## Record excerpts
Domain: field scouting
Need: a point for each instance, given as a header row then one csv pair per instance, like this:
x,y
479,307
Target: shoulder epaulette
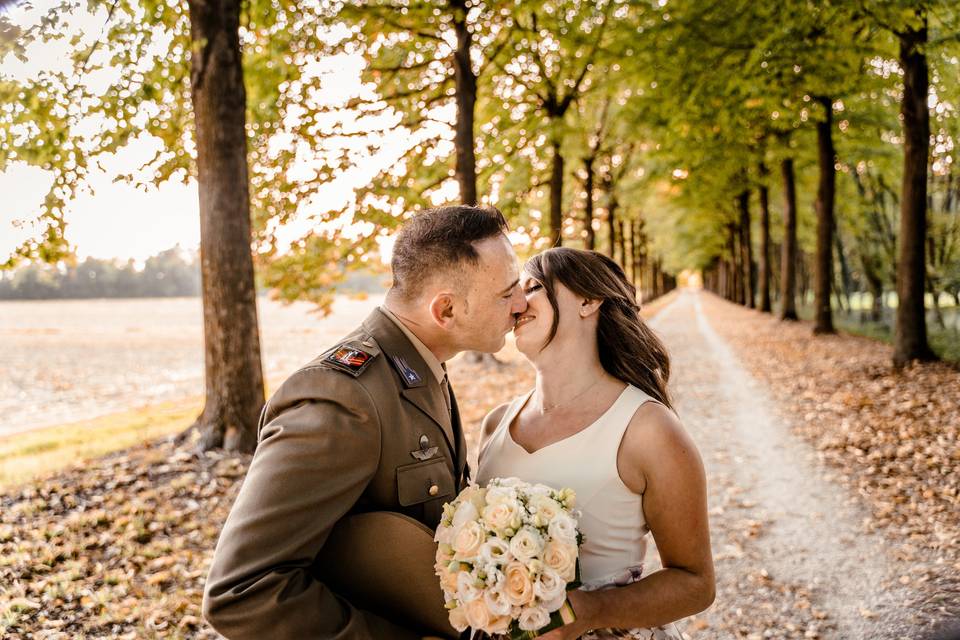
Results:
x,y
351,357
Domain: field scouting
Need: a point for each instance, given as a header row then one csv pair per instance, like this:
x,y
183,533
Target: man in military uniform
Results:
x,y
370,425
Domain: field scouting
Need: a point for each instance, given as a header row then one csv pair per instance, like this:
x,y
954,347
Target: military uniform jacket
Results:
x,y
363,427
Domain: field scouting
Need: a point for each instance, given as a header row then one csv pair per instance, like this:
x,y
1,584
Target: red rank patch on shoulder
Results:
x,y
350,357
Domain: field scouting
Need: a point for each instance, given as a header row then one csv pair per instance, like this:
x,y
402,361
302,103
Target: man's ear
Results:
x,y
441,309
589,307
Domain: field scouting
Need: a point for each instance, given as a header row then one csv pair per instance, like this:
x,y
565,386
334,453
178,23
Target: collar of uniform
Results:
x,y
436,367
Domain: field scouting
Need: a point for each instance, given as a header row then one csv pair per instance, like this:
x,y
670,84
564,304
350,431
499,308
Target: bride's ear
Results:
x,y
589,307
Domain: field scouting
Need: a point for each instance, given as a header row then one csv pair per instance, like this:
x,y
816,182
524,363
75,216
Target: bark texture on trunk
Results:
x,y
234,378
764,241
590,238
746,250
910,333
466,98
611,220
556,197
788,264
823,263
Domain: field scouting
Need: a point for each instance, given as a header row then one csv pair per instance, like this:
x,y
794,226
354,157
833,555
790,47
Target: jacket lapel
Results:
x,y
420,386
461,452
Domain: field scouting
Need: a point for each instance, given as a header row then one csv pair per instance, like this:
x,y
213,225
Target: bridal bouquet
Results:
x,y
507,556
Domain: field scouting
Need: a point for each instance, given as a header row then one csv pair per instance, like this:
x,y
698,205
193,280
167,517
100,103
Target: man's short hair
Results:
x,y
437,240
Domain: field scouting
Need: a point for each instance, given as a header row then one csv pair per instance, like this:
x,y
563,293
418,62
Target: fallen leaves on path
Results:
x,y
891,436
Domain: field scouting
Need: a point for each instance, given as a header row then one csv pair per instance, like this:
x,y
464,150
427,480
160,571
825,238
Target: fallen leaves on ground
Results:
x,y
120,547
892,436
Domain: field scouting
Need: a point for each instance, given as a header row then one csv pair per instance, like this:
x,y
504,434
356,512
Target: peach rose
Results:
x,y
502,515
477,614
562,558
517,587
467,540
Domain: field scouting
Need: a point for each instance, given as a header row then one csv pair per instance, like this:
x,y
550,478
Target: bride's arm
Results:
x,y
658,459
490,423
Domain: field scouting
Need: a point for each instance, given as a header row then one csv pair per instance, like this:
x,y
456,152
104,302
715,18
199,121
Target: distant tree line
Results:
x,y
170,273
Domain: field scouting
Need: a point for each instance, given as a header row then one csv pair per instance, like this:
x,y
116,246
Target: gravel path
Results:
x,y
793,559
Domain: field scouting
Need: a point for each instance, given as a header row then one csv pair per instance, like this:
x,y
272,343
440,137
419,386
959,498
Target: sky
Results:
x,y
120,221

## Short task
Go through the entries above and output them exactly, without pictures.

## Expected answer
Domain: field scouting
Need: a point for each instance, given as a header row then one csv pair per instance, like this:
x,y
479,307
Target: shoulder epaulette
Results:
x,y
351,357
Domain: field scouting
Need: a point for each instance, given as a header row then one csv pair per instance, like this:
x,y
183,533
Target: man in military uniform
Results:
x,y
370,425
Domain: field scouting
Need: a point for each instance, given as a header row then one csv pair per instance, like this:
x,y
954,347
Target: military uniform jacket
Results:
x,y
363,427
Domain: field scouting
Need: a point for each instance, given as a header row then one csv pair per instance, like this:
x,y
1,584
Target: red rank patch on shoulder
Results:
x,y
350,357
Domain: field scouting
Need: a point for each instance, given as a header row then one csv pair per instance, like this:
x,y
402,361
302,103
Target: man's ear
Results:
x,y
441,309
589,307
Domain: field scouting
Need: a point for each instance, given as a header row then one csv pair per instance, like this:
x,y
565,386
334,453
178,23
Target: collar of uniform
Results:
x,y
436,367
Domain: field scouting
Need: a point for each instance, given as a header row then one csv pair per instance, like this:
x,y
670,84
564,304
350,431
499,308
Target: bride's ear
Results:
x,y
589,307
Domain: field scouting
Need: a point for each instance, given as a header row then one csv pair per instance, like this:
x,y
816,182
524,363
75,216
Target: bark texture on trunk
Results:
x,y
234,378
764,241
590,238
746,250
910,333
466,98
611,220
556,197
788,264
823,263
Domain: field scouting
Need: a point for each instance, given as a header row then one csv pair per instance, like this:
x,y
794,226
354,157
833,555
790,47
Target: jacket lapel
Results:
x,y
420,386
461,452
Domain: field scouting
Need: a point for each instance, given as a header row then one csv pair per instance, like this:
x,y
213,225
Target: bridal bouquet
Results:
x,y
507,556
Domain: field scouting
Need: a point for each instance, given as a header row then one csv pair per instance, like this:
x,y
698,205
193,280
167,517
100,103
Target: man's short hair
Results:
x,y
437,240
Domain: field scouting
Need: a point for each instance, given as a header row then one csv pair per instance, like this:
x,y
563,293
418,62
Target: fallen leaves on path
Results:
x,y
891,436
Domain: field scouting
Need: a point for each instance, given as a header row then one csv pair per instance, like this:
x,y
464,150
427,480
160,571
825,238
Target: fallen leaves on ground
Results:
x,y
120,547
892,436
Domain: field scouting
Need: a point for each instance, given as a header row then one csv pair per instance, like this:
x,y
504,434
356,512
Target: peach rose
Results:
x,y
502,515
477,614
562,558
517,587
467,540
Domain: field scouting
Need: a point for each instance, given as a header row then one csv pair per instance, like this:
x,y
550,478
Target: bride's arm
Results:
x,y
658,459
490,423
Domain: field scouting
Need: a point for each instance, given as a header row then one csv pair per instance, like this:
x,y
456,152
104,302
715,18
199,121
Target: distant tree line
Results:
x,y
170,273
Domain: field scouting
Need: a point for each instance, given as a header row then one csv pair per instance, like this:
x,y
116,246
Target: gravel path
Results:
x,y
793,559
Domain: field scouting
Need: a point for each instance, given as a header row then one csv pair per instance, like this:
x,y
272,343
440,137
419,386
959,498
Target: sky
Results:
x,y
120,221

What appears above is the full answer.